* Text extract
That is one of the things they are there for, admittedly, but I do know this that they have a system of priorities and one of the things to which they must give high priority is the matter of soil surveys not of spoil samples from drainage schemes but soil surveys of the agricultural land of Ireland.

They are doing that.

It is in progress but it is only in its initial stages. I should like to see the Agricultural Institute devoting a great deal of attention to this and I know very well I do not have to say this to them; they know it themselves, and possibly I am digressing from our subject. It may well be they might have some helpful suggestions. In fact I think we ought to ask them. However, our experience has been that spoil is a very difficult thing to place. I know, too, that in certain areas of the country it is very ugly to look at apart from the damage it does to small farms, the farms of people who cannot afford the area of land upon which the spoil is deposited. We are aware of all these things, and it is very easy to point out what difficulty it causes for people especially farmers whose land is effectively put out of action by infertile clay soils. Speaking from a hunch more than from actual knowledge, I should imagine that in the Boyne scheme the type of spoil ought to be of a kind that would lend itself to spreading on the land. This is purely speculation on my part. I would think that a valley so fertile would produce spoil of that kind: I hope it does. We will have to devote particular attention to the question of spoil in the Boyne because it is one of the most beautiful areas in the country and I should hate to see that area spoiled, as it were, by spoil.

What about the spoil where there are weirs in the river. It does not occur in clay.

I was speaking of an average run of spoil you get from the river bed. When there is a weir, it is made of stone. It was put there in the first place by carting the stone into it. Obviously, it can be taken away in the same way.

Deputy Harte mentioned a complaint he had about a sluice on the Swilly. My information is that all the sluices in this area are working properly. If there is any one he wants attended or examined, I should be glad if he would let me know about it.

* Written exercise 1
Answer these questions about the drainage debate extract:
(a) What kind of surveys does the drainage debate extract say must be given high priority?
(b) What is a weir in the river made of?
(c) On which river was the sluice that Deputy Harte complained about?

* Dataset records
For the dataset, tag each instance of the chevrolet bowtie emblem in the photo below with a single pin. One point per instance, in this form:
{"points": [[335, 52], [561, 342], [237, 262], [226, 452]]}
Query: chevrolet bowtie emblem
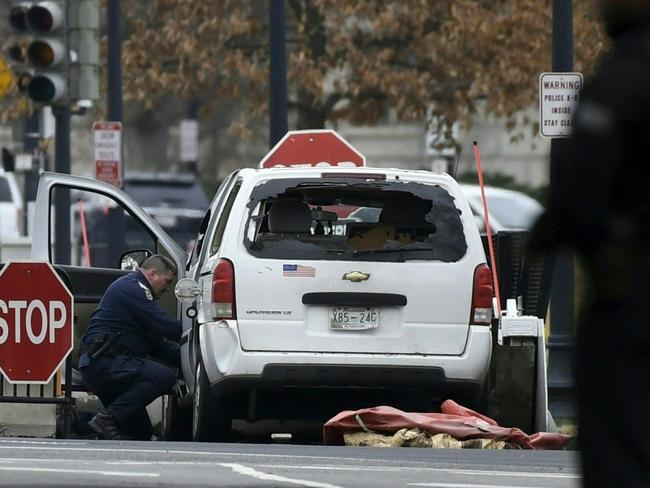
{"points": [[356, 276]]}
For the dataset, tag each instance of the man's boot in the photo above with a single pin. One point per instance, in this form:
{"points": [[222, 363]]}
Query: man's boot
{"points": [[106, 426]]}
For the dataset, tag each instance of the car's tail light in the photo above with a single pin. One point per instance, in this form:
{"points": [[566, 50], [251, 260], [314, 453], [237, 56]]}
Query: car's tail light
{"points": [[223, 291], [482, 295], [19, 221]]}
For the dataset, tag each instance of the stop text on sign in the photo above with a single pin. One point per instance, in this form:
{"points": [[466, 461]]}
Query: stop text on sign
{"points": [[37, 319]]}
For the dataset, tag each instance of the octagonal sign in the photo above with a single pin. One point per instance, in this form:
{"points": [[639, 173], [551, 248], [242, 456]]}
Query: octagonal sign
{"points": [[318, 147], [36, 321]]}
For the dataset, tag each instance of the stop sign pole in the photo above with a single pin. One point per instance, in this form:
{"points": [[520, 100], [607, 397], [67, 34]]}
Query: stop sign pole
{"points": [[36, 322]]}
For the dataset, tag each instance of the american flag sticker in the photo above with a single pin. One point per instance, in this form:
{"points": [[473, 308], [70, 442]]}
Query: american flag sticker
{"points": [[298, 270]]}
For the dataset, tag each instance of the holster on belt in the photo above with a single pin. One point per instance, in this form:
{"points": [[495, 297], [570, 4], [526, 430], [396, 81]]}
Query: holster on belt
{"points": [[101, 346]]}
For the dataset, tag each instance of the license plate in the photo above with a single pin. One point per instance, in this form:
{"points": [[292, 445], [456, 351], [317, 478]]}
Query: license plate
{"points": [[354, 318]]}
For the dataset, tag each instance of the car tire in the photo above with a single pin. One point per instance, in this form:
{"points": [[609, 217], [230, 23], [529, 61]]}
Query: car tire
{"points": [[176, 419], [210, 420]]}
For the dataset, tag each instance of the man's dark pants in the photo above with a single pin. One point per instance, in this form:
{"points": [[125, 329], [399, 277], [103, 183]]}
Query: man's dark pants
{"points": [[613, 376], [127, 384]]}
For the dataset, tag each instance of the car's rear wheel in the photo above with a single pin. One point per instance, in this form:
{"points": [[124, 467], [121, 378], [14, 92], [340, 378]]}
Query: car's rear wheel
{"points": [[210, 420], [176, 419]]}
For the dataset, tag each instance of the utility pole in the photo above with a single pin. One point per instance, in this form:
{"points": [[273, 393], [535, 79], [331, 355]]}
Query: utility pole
{"points": [[62, 155], [278, 72], [114, 64], [561, 340]]}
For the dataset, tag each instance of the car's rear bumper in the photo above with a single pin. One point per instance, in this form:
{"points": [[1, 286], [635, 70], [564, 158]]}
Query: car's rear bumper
{"points": [[230, 368]]}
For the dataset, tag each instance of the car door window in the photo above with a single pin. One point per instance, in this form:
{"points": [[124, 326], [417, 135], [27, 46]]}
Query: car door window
{"points": [[101, 231], [223, 219]]}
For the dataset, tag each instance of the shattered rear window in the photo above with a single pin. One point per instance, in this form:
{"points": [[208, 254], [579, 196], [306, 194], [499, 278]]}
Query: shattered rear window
{"points": [[340, 218]]}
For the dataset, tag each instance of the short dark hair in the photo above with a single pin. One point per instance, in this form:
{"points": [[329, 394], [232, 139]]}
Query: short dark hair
{"points": [[162, 264]]}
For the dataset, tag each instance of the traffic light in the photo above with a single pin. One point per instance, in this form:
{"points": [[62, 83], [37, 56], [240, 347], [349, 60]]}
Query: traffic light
{"points": [[56, 58], [47, 52], [17, 47], [84, 47]]}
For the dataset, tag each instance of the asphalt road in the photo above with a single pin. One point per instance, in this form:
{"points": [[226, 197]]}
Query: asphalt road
{"points": [[74, 463]]}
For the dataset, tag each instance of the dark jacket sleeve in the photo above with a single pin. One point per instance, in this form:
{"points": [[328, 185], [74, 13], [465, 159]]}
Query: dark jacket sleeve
{"points": [[150, 315]]}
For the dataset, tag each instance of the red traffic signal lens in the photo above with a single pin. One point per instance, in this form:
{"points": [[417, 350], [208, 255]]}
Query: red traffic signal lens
{"points": [[40, 54], [41, 89], [18, 18], [40, 19]]}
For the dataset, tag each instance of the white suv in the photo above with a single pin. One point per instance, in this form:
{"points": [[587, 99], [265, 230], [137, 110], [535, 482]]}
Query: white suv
{"points": [[304, 312]]}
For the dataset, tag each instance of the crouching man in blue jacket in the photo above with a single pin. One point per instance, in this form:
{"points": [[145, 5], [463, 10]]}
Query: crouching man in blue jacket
{"points": [[127, 329]]}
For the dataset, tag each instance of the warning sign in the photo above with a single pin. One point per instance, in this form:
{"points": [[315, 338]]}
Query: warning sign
{"points": [[558, 96], [108, 151]]}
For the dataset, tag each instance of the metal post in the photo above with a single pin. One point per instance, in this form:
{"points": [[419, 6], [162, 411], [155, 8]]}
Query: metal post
{"points": [[278, 72], [114, 11], [114, 65], [62, 198], [560, 343], [30, 143]]}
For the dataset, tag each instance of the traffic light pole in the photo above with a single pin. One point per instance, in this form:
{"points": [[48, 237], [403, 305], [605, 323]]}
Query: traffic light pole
{"points": [[560, 342], [278, 72], [62, 198]]}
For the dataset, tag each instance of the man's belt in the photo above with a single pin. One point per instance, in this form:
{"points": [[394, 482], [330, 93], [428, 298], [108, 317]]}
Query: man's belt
{"points": [[103, 345]]}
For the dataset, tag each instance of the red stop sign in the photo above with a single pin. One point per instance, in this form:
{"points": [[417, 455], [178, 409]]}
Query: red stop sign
{"points": [[322, 147], [36, 331]]}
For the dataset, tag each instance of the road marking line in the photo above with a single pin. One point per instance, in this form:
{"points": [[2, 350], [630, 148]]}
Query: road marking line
{"points": [[416, 468], [321, 468], [462, 485], [80, 471], [246, 471]]}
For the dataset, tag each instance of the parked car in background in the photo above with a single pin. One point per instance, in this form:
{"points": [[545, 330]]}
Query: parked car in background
{"points": [[11, 207], [318, 280], [509, 209], [176, 201]]}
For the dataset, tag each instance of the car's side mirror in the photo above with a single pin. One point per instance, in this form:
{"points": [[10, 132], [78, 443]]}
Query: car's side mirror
{"points": [[132, 260], [187, 290]]}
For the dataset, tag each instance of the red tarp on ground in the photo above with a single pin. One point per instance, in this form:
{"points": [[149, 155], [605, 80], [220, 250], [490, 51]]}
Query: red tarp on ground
{"points": [[455, 420]]}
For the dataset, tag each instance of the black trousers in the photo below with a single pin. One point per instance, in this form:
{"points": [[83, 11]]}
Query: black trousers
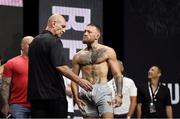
{"points": [[49, 109]]}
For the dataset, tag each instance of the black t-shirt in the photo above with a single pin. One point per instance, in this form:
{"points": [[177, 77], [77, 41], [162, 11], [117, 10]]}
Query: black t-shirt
{"points": [[45, 54], [163, 99]]}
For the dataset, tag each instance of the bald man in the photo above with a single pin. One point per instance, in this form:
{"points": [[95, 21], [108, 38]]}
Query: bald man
{"points": [[47, 65], [14, 83]]}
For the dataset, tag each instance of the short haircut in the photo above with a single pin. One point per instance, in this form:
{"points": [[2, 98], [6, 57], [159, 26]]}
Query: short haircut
{"points": [[95, 25]]}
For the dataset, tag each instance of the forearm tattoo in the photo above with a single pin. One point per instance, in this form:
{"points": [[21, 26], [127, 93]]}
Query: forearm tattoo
{"points": [[119, 84], [5, 90]]}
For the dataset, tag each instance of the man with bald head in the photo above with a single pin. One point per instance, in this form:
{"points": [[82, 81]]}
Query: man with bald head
{"points": [[14, 83], [47, 65]]}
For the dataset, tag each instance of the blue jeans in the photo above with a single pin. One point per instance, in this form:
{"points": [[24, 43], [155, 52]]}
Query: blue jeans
{"points": [[19, 111]]}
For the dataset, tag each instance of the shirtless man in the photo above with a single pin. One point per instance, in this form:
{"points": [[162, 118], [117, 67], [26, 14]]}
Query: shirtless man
{"points": [[94, 62]]}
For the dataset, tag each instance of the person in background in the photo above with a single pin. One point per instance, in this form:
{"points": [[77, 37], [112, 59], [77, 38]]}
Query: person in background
{"points": [[15, 82], [47, 65], [129, 92], [154, 99]]}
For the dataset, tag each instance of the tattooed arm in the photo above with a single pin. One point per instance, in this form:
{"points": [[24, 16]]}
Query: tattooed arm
{"points": [[114, 66], [74, 86], [5, 89]]}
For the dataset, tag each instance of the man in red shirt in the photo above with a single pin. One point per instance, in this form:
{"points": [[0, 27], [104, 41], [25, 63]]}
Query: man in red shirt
{"points": [[15, 82]]}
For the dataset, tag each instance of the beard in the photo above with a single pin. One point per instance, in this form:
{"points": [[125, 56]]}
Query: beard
{"points": [[87, 41]]}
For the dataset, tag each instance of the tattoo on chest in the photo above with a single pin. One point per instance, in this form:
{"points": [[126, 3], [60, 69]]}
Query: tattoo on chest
{"points": [[97, 54]]}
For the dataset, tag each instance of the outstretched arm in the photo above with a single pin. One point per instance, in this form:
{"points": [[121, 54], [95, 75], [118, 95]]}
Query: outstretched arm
{"points": [[113, 63], [75, 88]]}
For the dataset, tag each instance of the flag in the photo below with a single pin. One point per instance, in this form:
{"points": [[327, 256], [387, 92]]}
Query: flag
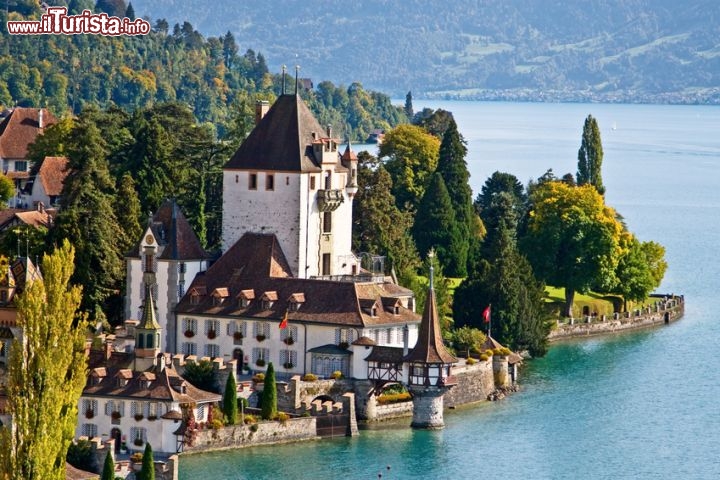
{"points": [[486, 314]]}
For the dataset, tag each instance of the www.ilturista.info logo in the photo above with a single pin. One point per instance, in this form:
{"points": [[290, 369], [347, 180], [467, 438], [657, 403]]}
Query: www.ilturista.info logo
{"points": [[56, 21]]}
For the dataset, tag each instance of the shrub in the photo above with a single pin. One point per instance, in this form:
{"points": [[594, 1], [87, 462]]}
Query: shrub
{"points": [[386, 399]]}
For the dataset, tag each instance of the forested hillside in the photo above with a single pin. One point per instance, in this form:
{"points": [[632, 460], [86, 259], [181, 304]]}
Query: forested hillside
{"points": [[611, 50], [174, 63]]}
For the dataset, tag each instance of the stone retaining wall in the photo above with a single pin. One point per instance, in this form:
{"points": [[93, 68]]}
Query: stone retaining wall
{"points": [[238, 436], [665, 310]]}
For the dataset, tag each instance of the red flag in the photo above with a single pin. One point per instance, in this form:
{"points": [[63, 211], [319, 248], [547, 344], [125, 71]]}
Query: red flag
{"points": [[486, 314]]}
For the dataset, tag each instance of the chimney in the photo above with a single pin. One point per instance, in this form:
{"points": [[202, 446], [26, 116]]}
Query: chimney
{"points": [[261, 108]]}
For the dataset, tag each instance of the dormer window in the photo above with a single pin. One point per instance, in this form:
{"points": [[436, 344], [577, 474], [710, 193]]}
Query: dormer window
{"points": [[295, 301], [268, 299], [246, 297]]}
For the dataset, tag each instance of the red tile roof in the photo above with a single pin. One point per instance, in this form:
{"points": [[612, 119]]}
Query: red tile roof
{"points": [[52, 174], [19, 129]]}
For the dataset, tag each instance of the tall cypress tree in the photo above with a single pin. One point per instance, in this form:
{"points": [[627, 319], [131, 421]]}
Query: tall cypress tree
{"points": [[87, 218], [435, 225], [453, 168], [230, 400], [269, 399], [108, 468], [590, 156]]}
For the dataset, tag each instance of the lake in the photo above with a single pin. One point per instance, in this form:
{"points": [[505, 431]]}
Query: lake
{"points": [[636, 405]]}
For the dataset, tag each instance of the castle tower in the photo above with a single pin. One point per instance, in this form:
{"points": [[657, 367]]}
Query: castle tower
{"points": [[148, 343], [429, 368], [288, 178]]}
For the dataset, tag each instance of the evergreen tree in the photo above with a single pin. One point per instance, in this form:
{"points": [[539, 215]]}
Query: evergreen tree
{"points": [[408, 105], [504, 278], [128, 211], [453, 168], [269, 398], [590, 156], [147, 472], [130, 12], [379, 227], [108, 468], [435, 225], [46, 374], [230, 401], [87, 218]]}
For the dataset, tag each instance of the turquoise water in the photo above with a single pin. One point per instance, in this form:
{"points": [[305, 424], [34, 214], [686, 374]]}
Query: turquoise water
{"points": [[640, 405]]}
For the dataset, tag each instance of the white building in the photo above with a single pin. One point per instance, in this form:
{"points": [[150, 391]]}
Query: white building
{"points": [[170, 255], [288, 178]]}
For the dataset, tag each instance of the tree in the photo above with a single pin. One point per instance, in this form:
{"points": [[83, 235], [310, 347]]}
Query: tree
{"points": [[453, 168], [504, 279], [46, 374], [108, 468], [379, 227], [268, 404], [590, 156], [201, 375], [408, 105], [7, 190], [87, 217], [640, 270], [468, 339], [435, 225], [147, 472], [230, 401], [411, 158], [572, 239]]}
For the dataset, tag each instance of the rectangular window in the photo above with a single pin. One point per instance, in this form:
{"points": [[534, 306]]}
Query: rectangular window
{"points": [[89, 430], [212, 350], [327, 222], [326, 264], [189, 348]]}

* Written exercise 2
Identify every line of the listing that contains the word "american". Case counts.

* Correct output 1
(a) Soil surveys of the agricultural land of Ireland.
(b) Stone.
(c) The Swilly.

* Correct output 2
For the dataset, tag each instance of the american flag sticker in the photo above with a single pin. One point per instance, in this form:
Query: american flag sticker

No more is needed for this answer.